> _PAGE EXTRACT_:
------------------------
The federal government plans to use its G7 presidency to advance action on plastic pollution. And they’ve invited Canadians to join the conversation. On Earth Day, Minister McKenna launched an online public consultation, asking all of us what Canada should do to stop plastic pollution.
It’s great to see federal interest in this pressing environmental issue. It’s essential that all this talk leads to meaningful action.
Canada’s Plastic Pollution Problem
Less than 11 per cent of plastics are recycled in Canada. That means the vast majority of plastics we use are dumped into our landfills, lakes, parks and oceans. And once they’re there they destroy ecosystems and leach toxic chemicals.
Yes, we love our blue boxes, but they’re not cutting it.
Things are not going to change unless government takes decisive action. Right now, making new plastic from fossil resources is cheap, the cost of collecting and recycling plastic is high, and dumping plastic into the environment is “free”. Therefore, there’s little incentive for businesses to change their packaging, or invest in innovative recycling systems and infrastructure.
If Canada is serious about ending plastic pollution, we need standardized, and legally enforceable rules from coast-to-coast-to-coast.
Towards a plastic-free Canada
Canada needs a federal plastics strategy that gets us to a plastic-free environment by 2025.
Until now, the federal government has mostly stayed out of waste policy. Provinces have written waste legislation, and municipalities have implemented it, and still the plastic garbage has piled up. But using its G7 presidency, Canada has the opportunity to set ambitious federal standards for reducing plastic use and increasing plastics recycling – and they should take it. It will take a major coordinated effort to achieve Canada’s “zero plastic waste” goal.
If they are serious about dealing with plastic pollution, here’s what they should commit to:
- Banning all plastics that can’t be recycled, or contain toxic chemicals. We’re talking about things like black plastic, Styrofoam, and PVC packaging;
- Making producers (like Coca-Cola, Pepsi and Nestlé) pay for- and be responsible for collecting and recycling all of the single-use plastics they put on the market; and
- Stopping companies from using virgin fossil resources to make single-use plastic. There’s no need to keep making new plastics when the world is literally filling up with old ones.
We can turn Canada’s plastic tide, but we’ll need to harness the power of people, businesses, and government to do it. That’s where you come in.
And in the meantime, do what you can to reduce your own plastic use by refusing plastic straws and bags, using a refillable water bottle, and avoiding products with excessive packaging.
------------------------
> _ACTIVITY LIST_:
1. According to the piece on plastic pollution, what share of plastics is recycled in Canada?
2. Name every kind of plastic that the piece on plastic pollution cites as one to be banned.

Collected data
------------------------
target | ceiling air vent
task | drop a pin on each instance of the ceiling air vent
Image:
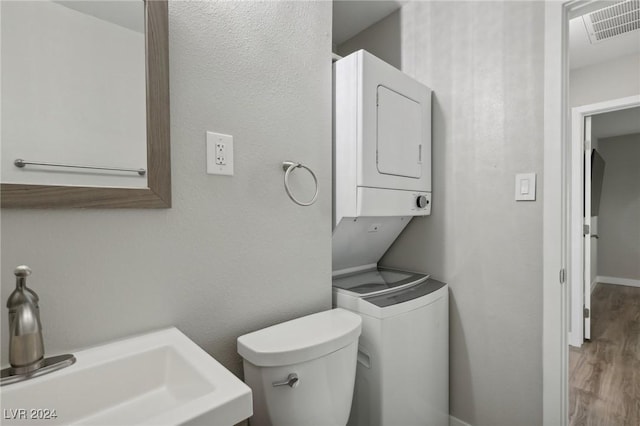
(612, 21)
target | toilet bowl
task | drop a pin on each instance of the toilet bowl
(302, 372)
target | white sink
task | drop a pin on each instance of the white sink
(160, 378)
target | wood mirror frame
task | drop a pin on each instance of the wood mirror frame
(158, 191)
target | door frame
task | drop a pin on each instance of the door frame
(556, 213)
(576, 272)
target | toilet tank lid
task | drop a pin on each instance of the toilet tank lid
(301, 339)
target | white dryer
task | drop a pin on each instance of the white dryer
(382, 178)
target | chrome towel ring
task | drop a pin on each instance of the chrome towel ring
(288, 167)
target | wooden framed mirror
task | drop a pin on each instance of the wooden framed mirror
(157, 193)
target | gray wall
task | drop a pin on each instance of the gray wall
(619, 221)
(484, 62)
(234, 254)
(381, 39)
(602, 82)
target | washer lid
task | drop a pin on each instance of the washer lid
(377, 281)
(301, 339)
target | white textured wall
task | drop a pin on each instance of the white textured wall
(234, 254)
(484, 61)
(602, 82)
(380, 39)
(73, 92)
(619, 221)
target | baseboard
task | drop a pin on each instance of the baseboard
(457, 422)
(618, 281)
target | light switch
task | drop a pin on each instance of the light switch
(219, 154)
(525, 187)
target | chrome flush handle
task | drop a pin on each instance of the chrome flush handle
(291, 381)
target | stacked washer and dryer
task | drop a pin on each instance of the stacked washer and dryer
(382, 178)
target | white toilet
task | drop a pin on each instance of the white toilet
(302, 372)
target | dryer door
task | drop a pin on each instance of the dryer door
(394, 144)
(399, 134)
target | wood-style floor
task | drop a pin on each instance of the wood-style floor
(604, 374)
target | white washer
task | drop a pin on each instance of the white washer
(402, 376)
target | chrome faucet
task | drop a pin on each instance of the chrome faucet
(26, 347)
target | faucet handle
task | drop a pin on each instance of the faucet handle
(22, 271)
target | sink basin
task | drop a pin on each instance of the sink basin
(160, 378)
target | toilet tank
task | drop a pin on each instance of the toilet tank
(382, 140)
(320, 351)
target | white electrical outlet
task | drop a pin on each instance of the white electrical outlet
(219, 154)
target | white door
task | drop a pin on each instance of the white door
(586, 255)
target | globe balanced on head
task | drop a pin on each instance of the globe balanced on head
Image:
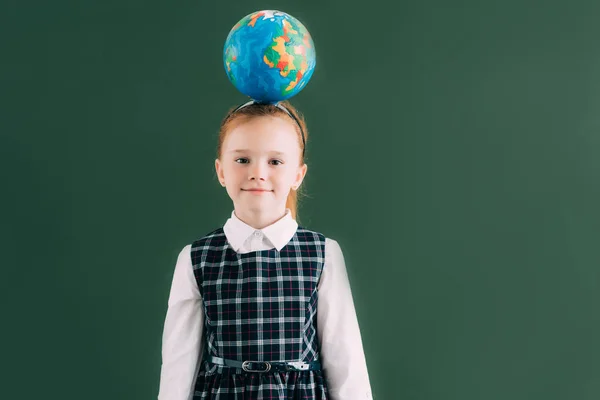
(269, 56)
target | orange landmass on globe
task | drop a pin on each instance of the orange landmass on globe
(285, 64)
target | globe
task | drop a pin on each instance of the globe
------------------------
> _REPLIES_:
1. Less than 11 percent.

2. Black plastic, Styrofoam, PVC packaging